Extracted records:

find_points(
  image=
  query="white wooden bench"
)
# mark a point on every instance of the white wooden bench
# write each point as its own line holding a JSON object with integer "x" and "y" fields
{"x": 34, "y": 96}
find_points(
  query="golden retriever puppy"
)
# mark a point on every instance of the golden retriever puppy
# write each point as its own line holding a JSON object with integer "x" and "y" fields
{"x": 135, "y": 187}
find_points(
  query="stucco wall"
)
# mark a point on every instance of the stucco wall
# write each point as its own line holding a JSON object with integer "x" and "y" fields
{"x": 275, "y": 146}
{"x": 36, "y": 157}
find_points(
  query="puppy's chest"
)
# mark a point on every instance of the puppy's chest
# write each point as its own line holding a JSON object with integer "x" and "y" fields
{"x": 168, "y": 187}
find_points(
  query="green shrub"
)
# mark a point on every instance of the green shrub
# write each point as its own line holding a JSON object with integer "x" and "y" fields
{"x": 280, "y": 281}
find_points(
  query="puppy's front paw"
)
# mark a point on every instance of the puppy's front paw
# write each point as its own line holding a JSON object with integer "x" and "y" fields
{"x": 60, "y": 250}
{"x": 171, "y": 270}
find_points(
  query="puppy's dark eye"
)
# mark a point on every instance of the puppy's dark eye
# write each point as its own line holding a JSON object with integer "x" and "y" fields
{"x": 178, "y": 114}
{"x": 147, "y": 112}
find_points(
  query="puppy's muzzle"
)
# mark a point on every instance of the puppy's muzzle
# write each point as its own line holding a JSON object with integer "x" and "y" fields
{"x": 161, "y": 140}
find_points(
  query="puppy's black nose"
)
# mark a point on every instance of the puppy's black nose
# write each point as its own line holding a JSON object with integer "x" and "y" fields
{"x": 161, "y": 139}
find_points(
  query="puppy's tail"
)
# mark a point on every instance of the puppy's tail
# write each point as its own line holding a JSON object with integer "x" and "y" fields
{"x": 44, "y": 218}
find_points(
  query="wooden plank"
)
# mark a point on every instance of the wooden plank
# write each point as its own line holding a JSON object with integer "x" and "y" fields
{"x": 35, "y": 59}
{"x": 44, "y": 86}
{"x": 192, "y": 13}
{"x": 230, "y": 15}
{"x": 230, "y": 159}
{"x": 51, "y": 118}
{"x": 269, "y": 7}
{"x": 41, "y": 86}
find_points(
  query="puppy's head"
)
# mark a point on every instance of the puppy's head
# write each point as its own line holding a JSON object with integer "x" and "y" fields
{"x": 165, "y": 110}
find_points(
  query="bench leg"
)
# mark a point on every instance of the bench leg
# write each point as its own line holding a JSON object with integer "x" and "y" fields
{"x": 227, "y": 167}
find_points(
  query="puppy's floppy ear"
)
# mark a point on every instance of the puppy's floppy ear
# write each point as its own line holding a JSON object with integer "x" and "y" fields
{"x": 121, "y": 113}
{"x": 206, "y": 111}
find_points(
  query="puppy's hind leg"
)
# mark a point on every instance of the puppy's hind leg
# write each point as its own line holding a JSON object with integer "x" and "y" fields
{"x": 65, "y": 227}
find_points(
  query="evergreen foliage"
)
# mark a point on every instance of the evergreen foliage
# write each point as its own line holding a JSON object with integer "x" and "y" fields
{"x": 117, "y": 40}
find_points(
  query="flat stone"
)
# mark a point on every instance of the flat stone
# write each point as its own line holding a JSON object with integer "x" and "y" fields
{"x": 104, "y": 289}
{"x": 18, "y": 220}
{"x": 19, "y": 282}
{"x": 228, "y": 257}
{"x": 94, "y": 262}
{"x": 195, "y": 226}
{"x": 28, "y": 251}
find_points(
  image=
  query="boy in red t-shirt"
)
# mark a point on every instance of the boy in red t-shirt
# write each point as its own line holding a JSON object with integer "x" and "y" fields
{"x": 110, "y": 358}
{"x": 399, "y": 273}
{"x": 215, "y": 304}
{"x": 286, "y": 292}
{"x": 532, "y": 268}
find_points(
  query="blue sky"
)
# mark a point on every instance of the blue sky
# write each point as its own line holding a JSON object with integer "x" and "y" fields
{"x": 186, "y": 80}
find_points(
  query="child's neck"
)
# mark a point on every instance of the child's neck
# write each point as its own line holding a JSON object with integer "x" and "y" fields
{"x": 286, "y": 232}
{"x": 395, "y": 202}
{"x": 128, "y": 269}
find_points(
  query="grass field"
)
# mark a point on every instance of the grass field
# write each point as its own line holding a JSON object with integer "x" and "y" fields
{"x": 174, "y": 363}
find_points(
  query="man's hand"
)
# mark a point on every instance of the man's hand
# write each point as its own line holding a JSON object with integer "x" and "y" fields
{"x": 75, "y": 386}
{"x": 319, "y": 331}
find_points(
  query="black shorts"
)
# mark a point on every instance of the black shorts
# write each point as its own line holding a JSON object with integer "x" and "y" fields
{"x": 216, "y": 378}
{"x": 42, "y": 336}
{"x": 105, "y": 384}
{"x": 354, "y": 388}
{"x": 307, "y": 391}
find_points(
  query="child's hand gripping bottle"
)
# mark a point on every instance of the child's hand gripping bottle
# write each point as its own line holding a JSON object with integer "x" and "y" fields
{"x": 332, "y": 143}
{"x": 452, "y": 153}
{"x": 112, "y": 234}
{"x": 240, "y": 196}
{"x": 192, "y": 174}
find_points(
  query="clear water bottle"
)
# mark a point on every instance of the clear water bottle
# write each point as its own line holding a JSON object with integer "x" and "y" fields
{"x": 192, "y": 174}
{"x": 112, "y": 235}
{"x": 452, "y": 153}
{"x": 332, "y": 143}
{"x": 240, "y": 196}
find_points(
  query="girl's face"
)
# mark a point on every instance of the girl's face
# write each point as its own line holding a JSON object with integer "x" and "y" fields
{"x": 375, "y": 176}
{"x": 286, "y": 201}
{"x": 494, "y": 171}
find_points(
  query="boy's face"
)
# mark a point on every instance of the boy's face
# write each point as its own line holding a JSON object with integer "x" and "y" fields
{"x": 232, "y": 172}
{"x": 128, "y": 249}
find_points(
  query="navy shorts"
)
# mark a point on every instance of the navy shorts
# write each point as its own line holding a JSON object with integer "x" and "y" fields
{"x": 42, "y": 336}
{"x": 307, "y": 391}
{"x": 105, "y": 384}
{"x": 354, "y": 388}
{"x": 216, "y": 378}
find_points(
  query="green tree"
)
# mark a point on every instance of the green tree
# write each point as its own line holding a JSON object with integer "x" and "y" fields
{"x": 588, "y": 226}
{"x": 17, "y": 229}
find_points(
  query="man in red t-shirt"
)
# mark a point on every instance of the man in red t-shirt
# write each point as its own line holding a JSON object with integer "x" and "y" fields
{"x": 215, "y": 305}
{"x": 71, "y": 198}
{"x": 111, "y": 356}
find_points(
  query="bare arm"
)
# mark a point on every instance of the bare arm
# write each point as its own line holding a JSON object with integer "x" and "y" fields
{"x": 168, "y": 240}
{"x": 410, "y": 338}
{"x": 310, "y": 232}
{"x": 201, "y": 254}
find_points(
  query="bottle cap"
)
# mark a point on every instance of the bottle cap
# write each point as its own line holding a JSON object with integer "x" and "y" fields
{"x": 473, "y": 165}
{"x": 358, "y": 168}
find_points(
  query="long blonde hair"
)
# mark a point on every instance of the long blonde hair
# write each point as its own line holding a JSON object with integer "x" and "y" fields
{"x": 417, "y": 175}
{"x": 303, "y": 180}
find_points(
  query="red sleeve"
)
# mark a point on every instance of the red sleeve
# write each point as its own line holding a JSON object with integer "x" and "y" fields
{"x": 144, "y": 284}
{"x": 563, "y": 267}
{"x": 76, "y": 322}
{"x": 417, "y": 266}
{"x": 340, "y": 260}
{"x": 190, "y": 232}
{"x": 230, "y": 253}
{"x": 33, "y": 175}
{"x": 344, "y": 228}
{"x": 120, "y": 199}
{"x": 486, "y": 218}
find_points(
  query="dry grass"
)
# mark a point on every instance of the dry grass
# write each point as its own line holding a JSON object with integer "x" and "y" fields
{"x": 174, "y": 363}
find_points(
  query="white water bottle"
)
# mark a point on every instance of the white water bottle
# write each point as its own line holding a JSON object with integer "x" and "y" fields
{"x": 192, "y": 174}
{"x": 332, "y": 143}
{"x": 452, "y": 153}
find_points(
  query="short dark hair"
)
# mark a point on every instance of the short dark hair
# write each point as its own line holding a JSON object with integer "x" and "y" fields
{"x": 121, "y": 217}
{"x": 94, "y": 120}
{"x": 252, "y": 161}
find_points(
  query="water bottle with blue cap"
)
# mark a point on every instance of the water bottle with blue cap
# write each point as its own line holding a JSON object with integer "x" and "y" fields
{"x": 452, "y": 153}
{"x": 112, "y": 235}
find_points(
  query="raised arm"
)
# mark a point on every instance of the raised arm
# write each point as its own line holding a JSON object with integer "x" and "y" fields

◆ Activity:
Find the word "dark" in the records and pull out each line that has it.

◆ Response:
  query="puppy's dark eye"
# mark a point on every instance of the puppy's dark eye
  query="short dark hair"
# mark a point on every instance of the short dark hair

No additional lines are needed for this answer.